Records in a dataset
* * *
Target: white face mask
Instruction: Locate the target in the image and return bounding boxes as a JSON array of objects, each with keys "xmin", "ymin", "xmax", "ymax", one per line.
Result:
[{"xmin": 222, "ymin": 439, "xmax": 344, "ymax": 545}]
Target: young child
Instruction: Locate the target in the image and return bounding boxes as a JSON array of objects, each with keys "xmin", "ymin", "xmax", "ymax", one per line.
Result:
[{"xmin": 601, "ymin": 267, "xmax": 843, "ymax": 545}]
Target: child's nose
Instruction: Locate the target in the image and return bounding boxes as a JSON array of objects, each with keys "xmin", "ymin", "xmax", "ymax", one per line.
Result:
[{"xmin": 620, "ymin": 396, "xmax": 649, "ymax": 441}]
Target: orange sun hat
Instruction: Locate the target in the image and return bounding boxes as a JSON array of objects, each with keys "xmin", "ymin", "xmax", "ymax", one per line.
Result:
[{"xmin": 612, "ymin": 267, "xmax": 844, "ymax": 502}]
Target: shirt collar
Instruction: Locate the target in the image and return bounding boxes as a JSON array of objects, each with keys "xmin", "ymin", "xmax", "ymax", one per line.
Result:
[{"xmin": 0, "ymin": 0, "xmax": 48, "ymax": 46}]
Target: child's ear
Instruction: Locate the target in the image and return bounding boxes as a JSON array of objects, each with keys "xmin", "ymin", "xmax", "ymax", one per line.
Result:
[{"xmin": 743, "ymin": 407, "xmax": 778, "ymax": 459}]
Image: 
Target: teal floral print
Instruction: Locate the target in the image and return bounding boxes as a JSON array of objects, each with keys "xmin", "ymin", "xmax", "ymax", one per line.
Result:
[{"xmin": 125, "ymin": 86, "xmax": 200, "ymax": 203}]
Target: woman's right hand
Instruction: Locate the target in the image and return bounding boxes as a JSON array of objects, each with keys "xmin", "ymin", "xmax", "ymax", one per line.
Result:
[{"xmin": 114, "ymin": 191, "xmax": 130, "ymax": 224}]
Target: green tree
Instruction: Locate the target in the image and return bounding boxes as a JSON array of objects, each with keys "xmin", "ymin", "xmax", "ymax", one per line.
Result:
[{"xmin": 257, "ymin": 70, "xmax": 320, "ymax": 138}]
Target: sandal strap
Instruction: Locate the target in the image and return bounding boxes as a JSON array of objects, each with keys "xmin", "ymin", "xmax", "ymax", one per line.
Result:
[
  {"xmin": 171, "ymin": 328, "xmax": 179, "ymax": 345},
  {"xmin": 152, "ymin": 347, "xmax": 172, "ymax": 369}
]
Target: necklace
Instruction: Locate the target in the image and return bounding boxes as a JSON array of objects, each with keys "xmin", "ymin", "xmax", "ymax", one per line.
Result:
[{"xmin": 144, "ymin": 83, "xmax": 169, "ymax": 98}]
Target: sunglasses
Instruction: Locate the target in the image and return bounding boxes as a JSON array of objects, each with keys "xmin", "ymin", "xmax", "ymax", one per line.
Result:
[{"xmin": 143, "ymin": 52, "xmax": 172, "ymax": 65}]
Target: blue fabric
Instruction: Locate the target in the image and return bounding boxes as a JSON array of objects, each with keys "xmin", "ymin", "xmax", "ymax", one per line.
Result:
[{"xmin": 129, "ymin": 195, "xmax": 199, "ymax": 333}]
* * *
• [Prompt]
Reproduce the data above word for word, with every line unchanged.

• [Completed task]
Target: white face mask
Instruction: Locate the target in the image and return bounding boxes as a JSON array of objects, each with keys "xmin", "ymin", "xmax", "ymax", one per line.
Result:
[{"xmin": 222, "ymin": 439, "xmax": 344, "ymax": 545}]
Target: young child
Instruction: Locate the target in the image and return bounding boxes as a JSON array of objects, each with keys "xmin", "ymin", "xmax", "ymax", one per line.
Result:
[{"xmin": 601, "ymin": 267, "xmax": 843, "ymax": 545}]
Target: child's nose
Instruction: Locate the target in the image and return bounding boxes as a JSON array of objects, each with keys "xmin", "ymin", "xmax", "ymax", one per line.
Result:
[{"xmin": 620, "ymin": 396, "xmax": 649, "ymax": 441}]
Target: orange sun hat
Instruction: Locate the target in the image and return bounding boxes as a JSON array of objects, each with keys "xmin", "ymin", "xmax", "ymax", one per line.
Result:
[{"xmin": 612, "ymin": 267, "xmax": 844, "ymax": 502}]
Target: shirt collar
Instruction: Locate the target in the image and return bounding boxes as a JSON array of objects, each with keys "xmin", "ymin", "xmax", "ymax", one per line.
Result:
[{"xmin": 0, "ymin": 0, "xmax": 48, "ymax": 46}]
Target: child's ear
Instruction: Locate the target in the image and return bounding boxes as a JSON array of objects, each with keys "xmin", "ymin", "xmax", "ymax", one per line.
Result:
[{"xmin": 743, "ymin": 407, "xmax": 778, "ymax": 459}]
Image: 
Target: teal floral print
Instruction: Locate the target in the image and return bounding boxes as a JSON array of objects, each with keys "xmin", "ymin", "xmax", "ymax", one per line.
Result:
[{"xmin": 125, "ymin": 86, "xmax": 200, "ymax": 203}]
Target: woman's right hand
Instruction: Locate the target in the image and return bounding boxes as a JSON array of objects, each with keys "xmin", "ymin", "xmax", "ymax", one per line.
Result:
[{"xmin": 114, "ymin": 191, "xmax": 130, "ymax": 224}]
Target: green tree
Instruction: Locate the target in the image and return bounding boxes as a JSON array of objects, each with keys "xmin", "ymin", "xmax", "ymax", one per line.
Result:
[{"xmin": 257, "ymin": 70, "xmax": 320, "ymax": 138}]
Target: sandal strap
Instruction: Locate the target in the image and return bounding boxes as a JSON array of objects, each with keys "xmin", "ymin", "xmax", "ymax", one per line.
Result:
[
  {"xmin": 171, "ymin": 328, "xmax": 179, "ymax": 345},
  {"xmin": 152, "ymin": 347, "xmax": 172, "ymax": 369}
]
Target: necklace
Instruction: Locate the target in the image and return bounding boxes as a JSON array of objects, each with keys "xmin", "ymin", "xmax", "ymax", one per line.
Result:
[{"xmin": 144, "ymin": 83, "xmax": 169, "ymax": 98}]
Target: sunglasses
Instruction: Locate the target in the image and return bounding boxes as a JSON array of objects, each with keys "xmin", "ymin", "xmax", "ymax", one per line.
Result:
[{"xmin": 143, "ymin": 52, "xmax": 172, "ymax": 65}]
Target: blue fabric
Instruction: Locate the target in the image and return bounding boxes as a JSON array of objects, each with keys "xmin", "ymin", "xmax", "ymax", one per line.
Result:
[{"xmin": 129, "ymin": 195, "xmax": 199, "ymax": 333}]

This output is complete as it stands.